• _SOURCE INFORMATION_:
--------------------------------------------------

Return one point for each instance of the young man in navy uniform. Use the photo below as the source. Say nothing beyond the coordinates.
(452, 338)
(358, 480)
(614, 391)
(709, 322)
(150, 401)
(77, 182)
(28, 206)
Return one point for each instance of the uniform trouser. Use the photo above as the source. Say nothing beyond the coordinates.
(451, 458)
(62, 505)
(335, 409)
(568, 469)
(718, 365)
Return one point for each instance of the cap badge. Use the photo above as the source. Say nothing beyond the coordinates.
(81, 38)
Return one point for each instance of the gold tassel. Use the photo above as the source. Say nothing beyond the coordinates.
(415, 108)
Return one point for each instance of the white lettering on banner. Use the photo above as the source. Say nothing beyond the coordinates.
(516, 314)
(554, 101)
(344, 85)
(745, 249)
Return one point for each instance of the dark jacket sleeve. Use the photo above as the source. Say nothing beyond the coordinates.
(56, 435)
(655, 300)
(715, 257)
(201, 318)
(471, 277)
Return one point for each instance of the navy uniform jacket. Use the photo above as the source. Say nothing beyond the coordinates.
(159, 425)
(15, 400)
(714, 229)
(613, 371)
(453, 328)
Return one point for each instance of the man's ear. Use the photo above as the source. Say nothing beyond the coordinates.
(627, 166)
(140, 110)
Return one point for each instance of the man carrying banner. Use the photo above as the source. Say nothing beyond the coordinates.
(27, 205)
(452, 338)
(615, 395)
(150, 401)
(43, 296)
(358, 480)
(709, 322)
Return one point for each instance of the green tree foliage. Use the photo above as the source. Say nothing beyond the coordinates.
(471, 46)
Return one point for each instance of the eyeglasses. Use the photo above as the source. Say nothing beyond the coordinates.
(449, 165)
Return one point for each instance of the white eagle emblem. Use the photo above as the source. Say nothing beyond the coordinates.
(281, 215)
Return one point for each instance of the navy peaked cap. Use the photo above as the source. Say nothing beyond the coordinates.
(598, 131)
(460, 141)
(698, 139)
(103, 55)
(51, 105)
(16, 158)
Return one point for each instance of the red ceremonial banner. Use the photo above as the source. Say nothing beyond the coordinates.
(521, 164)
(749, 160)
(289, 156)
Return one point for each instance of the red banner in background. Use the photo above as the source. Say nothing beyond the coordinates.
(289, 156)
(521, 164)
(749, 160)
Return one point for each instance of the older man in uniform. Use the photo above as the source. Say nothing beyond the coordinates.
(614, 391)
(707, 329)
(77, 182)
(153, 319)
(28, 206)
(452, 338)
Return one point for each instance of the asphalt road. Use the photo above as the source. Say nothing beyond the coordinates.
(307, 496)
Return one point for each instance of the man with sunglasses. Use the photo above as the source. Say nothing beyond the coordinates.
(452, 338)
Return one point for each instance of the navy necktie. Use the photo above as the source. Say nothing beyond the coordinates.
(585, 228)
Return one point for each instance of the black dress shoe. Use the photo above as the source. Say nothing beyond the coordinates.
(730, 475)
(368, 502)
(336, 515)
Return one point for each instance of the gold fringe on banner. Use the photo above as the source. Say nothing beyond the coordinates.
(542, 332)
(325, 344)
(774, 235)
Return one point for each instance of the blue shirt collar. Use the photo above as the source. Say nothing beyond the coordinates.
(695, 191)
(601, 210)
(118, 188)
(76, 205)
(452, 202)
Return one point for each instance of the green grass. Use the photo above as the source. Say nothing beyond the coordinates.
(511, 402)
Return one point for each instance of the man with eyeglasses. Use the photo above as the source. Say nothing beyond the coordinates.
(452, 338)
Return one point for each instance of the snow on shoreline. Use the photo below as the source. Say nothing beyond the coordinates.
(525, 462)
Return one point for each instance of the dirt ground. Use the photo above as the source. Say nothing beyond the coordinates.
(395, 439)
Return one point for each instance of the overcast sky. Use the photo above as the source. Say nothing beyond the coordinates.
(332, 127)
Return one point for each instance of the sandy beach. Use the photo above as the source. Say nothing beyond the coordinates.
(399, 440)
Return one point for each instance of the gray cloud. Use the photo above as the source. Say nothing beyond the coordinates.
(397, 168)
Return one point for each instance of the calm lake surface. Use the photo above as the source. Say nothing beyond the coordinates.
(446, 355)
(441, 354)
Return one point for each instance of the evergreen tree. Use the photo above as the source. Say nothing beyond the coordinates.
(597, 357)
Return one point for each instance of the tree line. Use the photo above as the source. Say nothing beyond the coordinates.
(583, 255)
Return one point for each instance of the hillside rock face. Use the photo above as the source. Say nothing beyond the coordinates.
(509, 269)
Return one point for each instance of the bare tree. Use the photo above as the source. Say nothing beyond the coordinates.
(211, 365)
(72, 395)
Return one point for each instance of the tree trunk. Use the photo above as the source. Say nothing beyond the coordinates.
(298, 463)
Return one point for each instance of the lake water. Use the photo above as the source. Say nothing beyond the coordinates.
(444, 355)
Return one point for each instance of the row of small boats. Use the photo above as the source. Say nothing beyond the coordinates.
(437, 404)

--------------------------------------------------

• _WHAT YOU ARE ASKED TO DO_: Could you output every record above exactly as written?

• _SOLUTION TO THIS EXERCISE_:
Return one point for each instance of the young man in navy uniform. Use the photo below as the source. Say nothing beyond the coordinates.
(452, 338)
(358, 480)
(614, 391)
(709, 322)
(150, 401)
(77, 182)
(28, 206)
Return one point for each instance of the uniform trouser. Use the photo above as the source. Say nothing beyond the coordinates.
(451, 458)
(62, 505)
(335, 409)
(568, 469)
(718, 365)
Return one point for each instance of the cap badge. Use the photo above as the source. Say nothing beyond the coordinates.
(81, 38)
Return one point for each instance of the gold tassel. Use the photo above as the source. Say nothing beyond the coordinates.
(415, 108)
Return one point for each instance of the white lettering on banner. Use the photo above as the source. Say nothing beyond the coordinates.
(516, 314)
(554, 101)
(344, 85)
(745, 249)
Return one point for each instance of the dark jacket sleeve. Use the photo above as the source. Say nothing beyond the coordinates.
(56, 435)
(655, 300)
(715, 257)
(201, 318)
(471, 277)
Return one point for each instance of the navy uniform jacket. Use the photo above as the source. Say nothing beyond the coordinates.
(159, 425)
(15, 400)
(714, 229)
(613, 371)
(453, 328)
Return one point for each instance of the man's ear. Use the photo above as the source. Say nothing beyond the coordinates.
(627, 166)
(140, 110)
Return one point for each instance of the man carrying banner. Use the photo above as the source. Say nothing beyond the coordinates.
(27, 205)
(452, 338)
(615, 395)
(150, 401)
(43, 296)
(358, 480)
(709, 322)
Return one point for each instance of the green tree foliage. Use the photo above as the source. Say nothing beyond the coordinates.
(471, 46)
Return one point for each instance of the eyeglasses. Use the photo above as the source. Say nothing beyond the coordinates.
(449, 165)
Return one point for each instance of the white eagle emblem. Use the photo above as the source. Say nothing beyond the coordinates.
(281, 215)
Return one point for each instance of the navy peaked cap. Use the photo above as the source. Say nothing beyond the coordinates.
(598, 131)
(460, 141)
(698, 139)
(103, 55)
(51, 105)
(16, 158)
Return one point for each instance of the red ceremonial banner. Use the photo above as the source. Say nothing beyond the coordinates.
(521, 164)
(749, 160)
(289, 156)
Return one point for each instance of the red banner in background. Use the photo above as the source. Say nothing beyond the coordinates.
(289, 156)
(521, 164)
(749, 160)
Return one point for each instance of the older man in uniform. Use the photo above as the source. Say nothing beyond the coordinates.
(614, 391)
(707, 329)
(77, 182)
(153, 319)
(28, 206)
(452, 338)
Return one point for each instance of the asphalt road. Use the photo above as the source. Say nothing beyond the coordinates.
(307, 496)
Return one point for each instance of the man with sunglasses. Use the photo above as the source. Say nothing beyond the coordinates.
(452, 338)
Return one point for each instance of the navy necktie. Use the photo above as the source. Say nothing beyond the coordinates.
(585, 228)
Return one point for each instance of the black dress shoe. Use the photo above as the source. Say nothing beyond the coordinates.
(730, 475)
(368, 502)
(336, 515)
Return one point for each instance of the gold fringe on banner. Use the photo above as the source. Say nothing beyond the coordinates.
(542, 332)
(325, 344)
(774, 235)
Return one point for each instance of the blue shirt collar. Use the photo above as the source. Say nothing beyond the coordinates.
(695, 191)
(601, 210)
(118, 188)
(76, 205)
(452, 202)
Return one point for each instance of the green grass. Use the photo above as the source. Say nothing beyond the coordinates.
(511, 402)
Return one point for each instance of the man with eyeglasses. Use the photo above as the source. Say nothing beyond the coordinates.
(452, 338)
Return one point for each instance of the snow on shoreline. Use the photo below as the source. Say nothing beyond the coordinates.
(525, 462)
Return one point for each instance of the dirt ground. Use the photo above as the source. Say nothing beyond the coordinates.
(395, 439)
Return one point for each instance of the overcast sky. Use the photo above as the source. Say nothing beyond the coordinates.
(332, 127)
Return one point for each instance of the sandy beach. Use the photo above as the source. Say nothing beyond the coordinates.
(399, 440)
Return one point for each instance of the gray cloud. Use the photo above as the source. Say nothing beyond the coordinates.
(397, 168)
Return one point for each instance of the calm lake surface. Use the photo above as the source. Say nothing beyond the coordinates.
(446, 355)
(441, 354)
Return one point for each instance of the evergreen tree. Use the photo above as the source. Say nothing beyond the coordinates.
(597, 357)
Return one point for each instance of the tree line. Use the photo above as the source. Say nothing beyond the coordinates.
(583, 255)
Return one point for each instance of the hillside rock face. Use the photo above as the source. Say nothing beyond the coordinates.
(509, 269)
Return one point for each instance of the bare tree. Use the photo above as the source. Say nothing beyond the coordinates.
(211, 365)
(72, 395)
Return one point for each instance of the tree trunk. Use the photo above as the source. Say nothing beyond the coordinates.
(298, 463)
Return one point for each instance of the lake water. Use the photo above as the source. Say nothing beyond the coordinates.
(444, 355)
Return one point for each instance of the row of small boats. Use the photo above as the source. Say nothing beyond the coordinates.
(437, 404)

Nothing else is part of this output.